▸ **PASSAGE**
(begin)

Institutional knowledge is the foundation for a company’s capabilities and competencies. It helps individual employees do their jobs to the best of their ability—and the best of the organization’s ability.
Since institution knowledge varies from company to company, the uniqueness of that knowledge is part of what makes it so valuable. (Read: a competitive advantage.)
42%. That’s the average percentage of uniquely held institutional knowledge per person today.
Panopto's Workplace Knowledge and Productivity Report has some jaw-dropping stats, but that’s the one we keep coming back to. It suggests each of us learns almost half of what we know on the job, in our current roles, in information silos. When we move on (as people who are going places often do!), 42% of our work will be anyone’s best guess.
This isn’t entirely new news for employers. According to Deloitte, 75% of surveyed organizations say creating and preserving knowledge across evolving workforces is important or very important for their success over the next 12–18 months. But only 9% say they’re “very ready” to address knowledge transfer and retention.
Whether you’re looking for a quick definition, a surprising stat, a case for an institutional knowledge strategy, or slam dunk strategies to capture and protect your institutional knowledge—you’ve come to the right place.
Types of institutional knowledge
There are a lot of ways to think about institutional knowledge. It’s the spoken and unspoken answers to frequently asked questions. The documented and undocumented policies and procedures. The tangible and intangible skills developed over time. And the on-the-job experiences turned into key insights and best practices.
When documented well, institutional knowledge is an invaluable form of intellectual property and a competitive advantage. For these two reasons, institutional knowledge plays a major role in organizational effectiveness, efficiency, and success. There are two types to know about:
Explicit knowledge → What can be easily captured and communicated. Examples include facts, figures, training manuals, standard operating procedures, and how-to guides.

(end)

▸ **EXERCISE INSTRUCTIONS**
(1) How would you put this sentence from the institutional knowledge passage into Spanish: "Institutional knowledge is the foundation for a company’s capabilities and competencies."
(2) What examples of explicit knowledge does the institutional knowledge passage give? List every one.
(3) Answer these questions from the institutional knowledge passage:
(a) What is the average percentage of uniquely held institutional knowledge per person today?
(b) According to Deloitte, what percentage of surveyed organizations say they are "very ready" to address knowledge transfer and retention?
(c) When documented well, institutional knowledge is what two things?
Rely only on the institutional knowledge passage above.

▸ **EXTRACTED ENTRIES**
(begin)

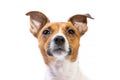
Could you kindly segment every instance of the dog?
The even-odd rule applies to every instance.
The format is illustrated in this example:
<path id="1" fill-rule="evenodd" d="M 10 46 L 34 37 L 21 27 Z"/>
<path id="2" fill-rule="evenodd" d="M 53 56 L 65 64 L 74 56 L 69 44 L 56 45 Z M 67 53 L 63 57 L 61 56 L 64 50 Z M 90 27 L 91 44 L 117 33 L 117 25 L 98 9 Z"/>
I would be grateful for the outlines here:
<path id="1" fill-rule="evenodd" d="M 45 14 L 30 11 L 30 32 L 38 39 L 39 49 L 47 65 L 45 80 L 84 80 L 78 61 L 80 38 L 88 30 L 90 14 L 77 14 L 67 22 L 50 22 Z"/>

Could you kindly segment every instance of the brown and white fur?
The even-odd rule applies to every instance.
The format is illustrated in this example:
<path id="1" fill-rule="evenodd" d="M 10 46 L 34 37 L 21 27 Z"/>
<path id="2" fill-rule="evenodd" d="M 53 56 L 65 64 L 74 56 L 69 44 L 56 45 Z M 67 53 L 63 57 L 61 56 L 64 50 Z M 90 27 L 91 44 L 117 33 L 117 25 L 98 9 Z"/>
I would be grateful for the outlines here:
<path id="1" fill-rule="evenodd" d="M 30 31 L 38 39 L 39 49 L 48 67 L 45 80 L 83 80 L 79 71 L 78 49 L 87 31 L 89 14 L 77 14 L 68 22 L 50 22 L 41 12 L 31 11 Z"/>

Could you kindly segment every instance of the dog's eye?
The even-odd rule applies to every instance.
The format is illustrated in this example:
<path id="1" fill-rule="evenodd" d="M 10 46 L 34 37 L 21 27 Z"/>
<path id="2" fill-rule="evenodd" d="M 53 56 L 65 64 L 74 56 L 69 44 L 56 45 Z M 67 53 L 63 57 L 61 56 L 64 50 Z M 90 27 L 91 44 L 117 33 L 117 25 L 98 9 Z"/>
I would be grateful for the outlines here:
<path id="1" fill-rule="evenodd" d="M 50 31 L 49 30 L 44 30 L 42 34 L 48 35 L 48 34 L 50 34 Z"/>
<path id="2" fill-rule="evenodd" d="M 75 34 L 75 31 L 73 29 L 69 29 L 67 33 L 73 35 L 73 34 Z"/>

(end)

▸ **THE REPLIES**
(1) El conocimiento institucional es la base de las capacidades y competencias de una empresa.

(2)
- Facts
- Figures
- Training manuals
- Standard operating procedures
- How-to guides

(3)
(a) 42%
(b) 9%
(c) An invaluable form of intellectual property and a competitive advantage